## INPUT MATERIAL
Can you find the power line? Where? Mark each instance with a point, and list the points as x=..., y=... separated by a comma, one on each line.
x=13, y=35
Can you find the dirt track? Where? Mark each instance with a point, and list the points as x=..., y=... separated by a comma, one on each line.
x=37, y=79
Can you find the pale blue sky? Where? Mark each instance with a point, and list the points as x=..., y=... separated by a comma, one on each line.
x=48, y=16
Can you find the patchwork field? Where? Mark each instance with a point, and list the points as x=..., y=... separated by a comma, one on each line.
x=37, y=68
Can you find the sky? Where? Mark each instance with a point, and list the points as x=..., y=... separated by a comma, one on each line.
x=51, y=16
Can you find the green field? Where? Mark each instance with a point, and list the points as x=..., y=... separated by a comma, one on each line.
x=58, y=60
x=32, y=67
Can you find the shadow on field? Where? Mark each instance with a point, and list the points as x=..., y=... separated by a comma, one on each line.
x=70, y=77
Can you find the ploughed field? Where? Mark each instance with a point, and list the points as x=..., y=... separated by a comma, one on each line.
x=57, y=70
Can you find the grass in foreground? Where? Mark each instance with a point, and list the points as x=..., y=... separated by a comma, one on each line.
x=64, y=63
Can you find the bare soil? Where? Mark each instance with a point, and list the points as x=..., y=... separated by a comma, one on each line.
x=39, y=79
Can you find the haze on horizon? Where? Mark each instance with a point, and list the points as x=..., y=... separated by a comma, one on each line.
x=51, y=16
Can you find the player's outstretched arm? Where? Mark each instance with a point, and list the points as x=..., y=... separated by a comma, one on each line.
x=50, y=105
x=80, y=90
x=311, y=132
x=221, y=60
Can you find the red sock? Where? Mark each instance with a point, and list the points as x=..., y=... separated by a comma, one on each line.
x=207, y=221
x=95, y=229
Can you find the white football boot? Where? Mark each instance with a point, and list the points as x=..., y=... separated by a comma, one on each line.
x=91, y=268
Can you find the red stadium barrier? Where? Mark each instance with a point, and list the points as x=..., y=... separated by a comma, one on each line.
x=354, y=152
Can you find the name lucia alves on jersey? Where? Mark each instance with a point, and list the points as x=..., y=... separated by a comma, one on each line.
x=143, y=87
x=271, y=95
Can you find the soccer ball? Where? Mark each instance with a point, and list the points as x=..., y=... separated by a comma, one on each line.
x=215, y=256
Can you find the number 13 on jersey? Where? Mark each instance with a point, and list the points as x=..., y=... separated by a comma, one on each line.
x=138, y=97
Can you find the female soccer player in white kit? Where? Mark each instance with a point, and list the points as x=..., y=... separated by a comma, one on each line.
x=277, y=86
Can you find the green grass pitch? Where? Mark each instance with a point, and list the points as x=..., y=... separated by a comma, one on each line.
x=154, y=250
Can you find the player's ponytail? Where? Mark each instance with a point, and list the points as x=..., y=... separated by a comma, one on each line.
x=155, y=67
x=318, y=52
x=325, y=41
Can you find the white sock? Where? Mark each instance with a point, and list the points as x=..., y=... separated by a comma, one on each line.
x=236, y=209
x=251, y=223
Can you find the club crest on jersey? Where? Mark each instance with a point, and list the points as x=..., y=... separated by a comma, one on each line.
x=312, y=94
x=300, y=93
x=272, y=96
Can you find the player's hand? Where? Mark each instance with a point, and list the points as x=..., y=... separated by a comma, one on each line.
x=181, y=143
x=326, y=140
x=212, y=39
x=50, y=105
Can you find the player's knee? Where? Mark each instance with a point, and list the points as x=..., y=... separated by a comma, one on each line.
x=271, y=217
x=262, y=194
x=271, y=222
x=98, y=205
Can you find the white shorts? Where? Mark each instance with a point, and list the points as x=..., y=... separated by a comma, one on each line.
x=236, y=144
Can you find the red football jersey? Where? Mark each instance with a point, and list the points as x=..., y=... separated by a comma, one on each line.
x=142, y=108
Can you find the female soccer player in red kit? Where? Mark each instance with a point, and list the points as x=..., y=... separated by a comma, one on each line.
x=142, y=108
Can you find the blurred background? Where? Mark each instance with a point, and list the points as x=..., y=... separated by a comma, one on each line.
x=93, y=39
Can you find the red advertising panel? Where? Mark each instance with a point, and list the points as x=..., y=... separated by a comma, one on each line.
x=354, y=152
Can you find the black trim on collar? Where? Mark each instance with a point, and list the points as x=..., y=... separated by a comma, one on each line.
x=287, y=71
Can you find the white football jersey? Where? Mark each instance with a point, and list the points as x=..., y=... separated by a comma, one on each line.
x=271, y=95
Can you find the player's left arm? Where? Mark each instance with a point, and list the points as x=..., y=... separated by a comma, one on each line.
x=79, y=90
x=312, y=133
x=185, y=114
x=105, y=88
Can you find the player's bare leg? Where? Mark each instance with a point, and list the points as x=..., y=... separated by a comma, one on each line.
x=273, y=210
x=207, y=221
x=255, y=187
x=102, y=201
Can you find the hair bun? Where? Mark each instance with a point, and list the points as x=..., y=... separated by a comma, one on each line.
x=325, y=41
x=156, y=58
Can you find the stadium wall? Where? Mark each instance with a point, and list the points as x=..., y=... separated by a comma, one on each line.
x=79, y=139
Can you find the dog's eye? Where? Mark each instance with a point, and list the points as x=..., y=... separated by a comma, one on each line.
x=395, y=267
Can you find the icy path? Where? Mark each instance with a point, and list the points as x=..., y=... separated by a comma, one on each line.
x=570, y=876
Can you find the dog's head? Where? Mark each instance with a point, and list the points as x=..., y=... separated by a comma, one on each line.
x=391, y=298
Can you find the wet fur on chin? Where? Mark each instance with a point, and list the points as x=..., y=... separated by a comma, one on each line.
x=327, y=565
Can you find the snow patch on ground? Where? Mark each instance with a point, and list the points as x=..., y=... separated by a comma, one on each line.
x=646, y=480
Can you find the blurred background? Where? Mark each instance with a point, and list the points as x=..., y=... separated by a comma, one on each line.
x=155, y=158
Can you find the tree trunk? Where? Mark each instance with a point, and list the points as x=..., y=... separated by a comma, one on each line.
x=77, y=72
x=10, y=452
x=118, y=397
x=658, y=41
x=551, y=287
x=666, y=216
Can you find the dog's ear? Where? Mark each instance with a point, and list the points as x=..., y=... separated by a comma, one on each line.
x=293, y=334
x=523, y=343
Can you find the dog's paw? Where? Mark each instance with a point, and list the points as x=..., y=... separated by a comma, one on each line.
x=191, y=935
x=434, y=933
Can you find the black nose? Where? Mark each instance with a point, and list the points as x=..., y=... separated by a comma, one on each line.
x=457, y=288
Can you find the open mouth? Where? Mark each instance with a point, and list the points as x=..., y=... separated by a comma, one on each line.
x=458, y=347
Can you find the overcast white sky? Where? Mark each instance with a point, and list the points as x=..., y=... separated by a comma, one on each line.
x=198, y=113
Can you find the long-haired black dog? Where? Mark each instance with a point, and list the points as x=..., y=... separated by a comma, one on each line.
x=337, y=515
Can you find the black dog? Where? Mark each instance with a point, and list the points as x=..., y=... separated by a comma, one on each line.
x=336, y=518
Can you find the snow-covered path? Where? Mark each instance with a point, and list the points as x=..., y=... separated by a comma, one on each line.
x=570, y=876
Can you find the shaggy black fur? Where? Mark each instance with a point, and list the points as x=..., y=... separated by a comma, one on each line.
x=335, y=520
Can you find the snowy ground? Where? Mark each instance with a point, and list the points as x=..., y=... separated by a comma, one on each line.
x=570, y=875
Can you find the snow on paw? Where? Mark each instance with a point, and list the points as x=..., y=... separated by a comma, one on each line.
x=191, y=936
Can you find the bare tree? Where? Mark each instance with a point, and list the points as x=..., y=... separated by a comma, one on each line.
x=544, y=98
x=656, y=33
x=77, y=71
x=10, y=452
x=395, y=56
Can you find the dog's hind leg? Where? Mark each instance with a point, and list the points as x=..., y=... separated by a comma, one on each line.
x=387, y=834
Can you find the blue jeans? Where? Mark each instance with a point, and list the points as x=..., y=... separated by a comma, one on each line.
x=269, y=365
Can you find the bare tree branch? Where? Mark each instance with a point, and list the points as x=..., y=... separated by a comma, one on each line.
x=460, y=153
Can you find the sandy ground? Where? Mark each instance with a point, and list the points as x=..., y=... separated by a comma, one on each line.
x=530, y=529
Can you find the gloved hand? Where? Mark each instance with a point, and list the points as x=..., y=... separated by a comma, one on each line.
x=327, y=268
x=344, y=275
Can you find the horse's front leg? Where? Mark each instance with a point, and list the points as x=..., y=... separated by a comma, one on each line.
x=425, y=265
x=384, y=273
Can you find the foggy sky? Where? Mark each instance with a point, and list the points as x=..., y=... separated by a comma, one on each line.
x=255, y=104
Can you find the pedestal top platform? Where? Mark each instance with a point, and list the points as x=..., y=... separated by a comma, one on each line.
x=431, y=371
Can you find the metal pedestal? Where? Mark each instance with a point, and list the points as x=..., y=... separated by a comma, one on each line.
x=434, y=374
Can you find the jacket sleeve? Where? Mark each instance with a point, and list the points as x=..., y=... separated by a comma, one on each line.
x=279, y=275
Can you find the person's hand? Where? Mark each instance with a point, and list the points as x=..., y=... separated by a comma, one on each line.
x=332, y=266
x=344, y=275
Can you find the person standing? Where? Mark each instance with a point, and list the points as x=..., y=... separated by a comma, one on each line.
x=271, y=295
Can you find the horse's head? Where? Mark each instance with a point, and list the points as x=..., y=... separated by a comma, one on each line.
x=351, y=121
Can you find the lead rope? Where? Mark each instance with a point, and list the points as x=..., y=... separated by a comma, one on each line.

## YOUR ASSIGNMENT
Starting at the line with "Can you find the pedestal", retype each line through the final one in the data above, unchanged and with nothing added.

## RESULT FOR THIS EXERCISE
Can you find the pedestal top platform? Where? Mark each instance with a point, and list the points as x=..., y=... separated by a comma, one on each line.
x=431, y=371
Can you find the metal pedestal? Where? Mark each instance with a point, and list the points as x=..., y=... separated by a comma, one on each line.
x=434, y=374
Can you find the jacket sleeve? Where? Mark each instance with a point, and list the points as x=..., y=... separated by a comma, one on each line.
x=279, y=275
Can you find the person's hand? Where? Mark each instance with a point, and list the points as x=..., y=... separated by a comma, one on each line.
x=332, y=266
x=344, y=275
Can you find the person standing? Where? Mark each instance with a point, and list the points as x=..., y=... separated by a comma, one on each line.
x=271, y=295
Can you find the horse's head? Where? Mark each instance with a point, and list the points as x=..., y=... separated by a comma, one on each line.
x=351, y=121
Can you find the lead rope? Where? Mark each instance with a point, and list the points as x=..., y=... separated by a comma, one on each line.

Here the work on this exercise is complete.